In the entries below, every line that contains "truck" must be located and copied.

+++ Study material +++

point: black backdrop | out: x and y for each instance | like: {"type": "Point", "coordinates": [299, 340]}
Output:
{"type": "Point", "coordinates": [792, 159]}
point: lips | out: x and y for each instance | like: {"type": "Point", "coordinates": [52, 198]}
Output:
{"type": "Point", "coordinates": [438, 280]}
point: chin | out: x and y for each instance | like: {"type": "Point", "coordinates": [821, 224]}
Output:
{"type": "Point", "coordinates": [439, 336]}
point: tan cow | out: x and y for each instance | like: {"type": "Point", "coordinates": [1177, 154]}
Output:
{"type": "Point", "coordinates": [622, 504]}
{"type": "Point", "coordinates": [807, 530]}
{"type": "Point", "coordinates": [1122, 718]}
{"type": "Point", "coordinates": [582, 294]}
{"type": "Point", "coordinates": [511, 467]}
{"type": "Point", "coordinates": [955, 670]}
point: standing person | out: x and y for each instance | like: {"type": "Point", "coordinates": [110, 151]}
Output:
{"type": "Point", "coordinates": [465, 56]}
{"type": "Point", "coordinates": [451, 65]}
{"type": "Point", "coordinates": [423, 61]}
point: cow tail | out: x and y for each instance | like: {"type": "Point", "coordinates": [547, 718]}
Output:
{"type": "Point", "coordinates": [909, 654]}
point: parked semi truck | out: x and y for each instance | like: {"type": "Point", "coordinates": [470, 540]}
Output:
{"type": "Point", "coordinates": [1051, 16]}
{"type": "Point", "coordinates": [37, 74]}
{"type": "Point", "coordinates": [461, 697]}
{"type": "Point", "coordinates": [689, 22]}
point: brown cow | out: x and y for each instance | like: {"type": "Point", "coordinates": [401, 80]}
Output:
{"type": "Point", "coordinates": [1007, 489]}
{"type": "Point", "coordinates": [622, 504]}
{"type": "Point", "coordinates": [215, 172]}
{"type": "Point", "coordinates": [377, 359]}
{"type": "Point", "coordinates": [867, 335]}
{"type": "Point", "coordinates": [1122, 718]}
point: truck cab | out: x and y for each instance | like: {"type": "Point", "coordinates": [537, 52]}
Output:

+++

# Response to this task
point: parked semi truck | out: x and y for each instance | like: {"type": "Point", "coordinates": [470, 540]}
point: truck cab | out: x and y for each instance | like: {"type": "Point", "coordinates": [537, 52]}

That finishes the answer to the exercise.